EXERCISE TASK 1 —
List every dollar amount that appears in the blog post.

PASSAGE —
** START **

Yes that’s a riff on “Tuesdays with Morrie” except Lee Lee is not a human, but rather, a very fuzzy cat. I also never finished that book because at 16, life lessons from the Fountainhead seemed a lot more appealing.
Sitting at my dining table, gently prodding my cat’s nose with a pen, I realized that I should probably start filling my time with words. If I must sit at the computer and refresh my bank account screen every 5 minutes, then I might as well blog about it.
I’m waiting for my $48.25 check (from the catering I did for a wedding last week) to go through so that I may pay for my $40 alcohol training course (for the job I’m starting this month). I guess loads of drunks have destroyed SC’s trust in humanity, for this is just one of many strange laws regarding alcohol. They used to serve only airplane bottles in bars! No, I don’t know of any other alcohol laws but I’m pretty sure that one’s terrible enough.
Perched on my plastic red chair, squinting through the morning sun’s glare, I feel like I’m still in college. Why else would I be in my pajamas at 11 AM? Why else would I only have $6 in my bank account? Every day, I waver between poignant stings of joy and despair. Driving to work at noon, donning a bright red camp counselor shirt, I wonder if I should be somewhere else.
Making dinner with my sister, bumping into her in our child-sized kitchen, singing the wrong words to all of our favorite country songs–I can’t imagine being anywhere but here. I love going to work because I get to work with dogs–what could be more rewarding than that? I loathe how quickly my apartment gets dirty. I love that lizards crawl under my bed because the cracks in my building are so old. I grow tired of the tedious moments of my underemployed life–the ones where I wait for new and fruitful opportunities. I cherish my moments of waiting, for they are full of an untarnished optimism.

** END **

RECORDS SHOWN —
** START **

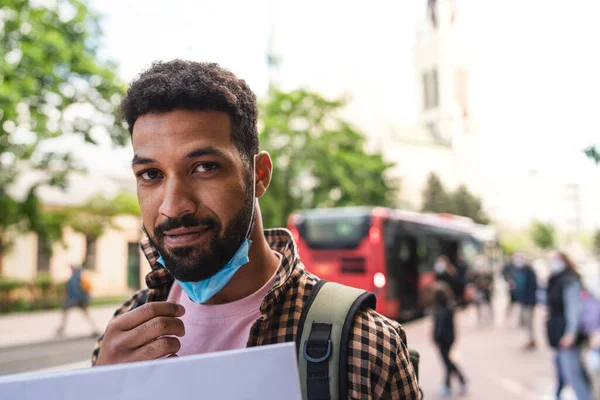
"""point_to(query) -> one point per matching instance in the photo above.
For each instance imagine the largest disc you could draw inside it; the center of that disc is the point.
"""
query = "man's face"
(194, 190)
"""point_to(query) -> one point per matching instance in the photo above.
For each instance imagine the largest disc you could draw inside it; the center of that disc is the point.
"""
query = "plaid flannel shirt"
(378, 360)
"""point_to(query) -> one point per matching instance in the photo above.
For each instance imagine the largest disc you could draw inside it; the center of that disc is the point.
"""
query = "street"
(42, 356)
(491, 356)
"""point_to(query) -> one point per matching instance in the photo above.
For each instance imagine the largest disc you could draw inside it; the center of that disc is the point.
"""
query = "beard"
(202, 261)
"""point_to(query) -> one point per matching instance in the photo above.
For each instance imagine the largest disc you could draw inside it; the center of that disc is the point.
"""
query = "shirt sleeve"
(573, 306)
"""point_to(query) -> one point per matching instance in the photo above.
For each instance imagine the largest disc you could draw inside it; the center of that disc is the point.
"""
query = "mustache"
(187, 221)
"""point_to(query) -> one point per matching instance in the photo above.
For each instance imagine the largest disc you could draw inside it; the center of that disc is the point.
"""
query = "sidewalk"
(40, 326)
(491, 357)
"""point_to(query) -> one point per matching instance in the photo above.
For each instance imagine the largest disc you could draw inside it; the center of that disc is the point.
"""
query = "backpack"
(323, 339)
(590, 315)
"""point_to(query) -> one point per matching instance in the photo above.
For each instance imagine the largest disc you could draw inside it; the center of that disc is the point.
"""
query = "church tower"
(443, 62)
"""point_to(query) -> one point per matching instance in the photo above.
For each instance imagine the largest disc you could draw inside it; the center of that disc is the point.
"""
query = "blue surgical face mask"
(202, 291)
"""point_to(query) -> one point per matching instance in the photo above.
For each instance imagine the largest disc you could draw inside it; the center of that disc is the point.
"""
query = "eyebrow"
(203, 151)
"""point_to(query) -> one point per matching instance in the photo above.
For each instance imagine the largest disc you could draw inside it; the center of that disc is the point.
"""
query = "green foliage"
(319, 159)
(593, 153)
(435, 197)
(91, 218)
(461, 202)
(543, 235)
(51, 83)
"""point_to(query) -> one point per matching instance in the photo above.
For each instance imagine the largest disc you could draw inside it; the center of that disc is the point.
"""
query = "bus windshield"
(334, 231)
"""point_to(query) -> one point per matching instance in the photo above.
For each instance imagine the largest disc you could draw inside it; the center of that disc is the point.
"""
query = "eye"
(205, 167)
(149, 175)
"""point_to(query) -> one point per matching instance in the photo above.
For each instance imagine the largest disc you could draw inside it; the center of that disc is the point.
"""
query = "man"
(218, 282)
(508, 272)
(525, 282)
(77, 296)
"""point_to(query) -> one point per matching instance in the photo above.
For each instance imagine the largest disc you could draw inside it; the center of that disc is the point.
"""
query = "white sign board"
(264, 372)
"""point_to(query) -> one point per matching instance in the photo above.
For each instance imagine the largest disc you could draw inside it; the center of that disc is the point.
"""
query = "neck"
(252, 276)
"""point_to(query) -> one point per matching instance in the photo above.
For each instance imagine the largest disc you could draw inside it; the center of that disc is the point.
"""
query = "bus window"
(334, 232)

** END **

EXERCISE TASK 2 —
Count the lines of the records that contain the word "shirt". Give only the number.

CORRECT OUTPUT 1 —
$48.25, $40, $6

CORRECT OUTPUT 2 —
2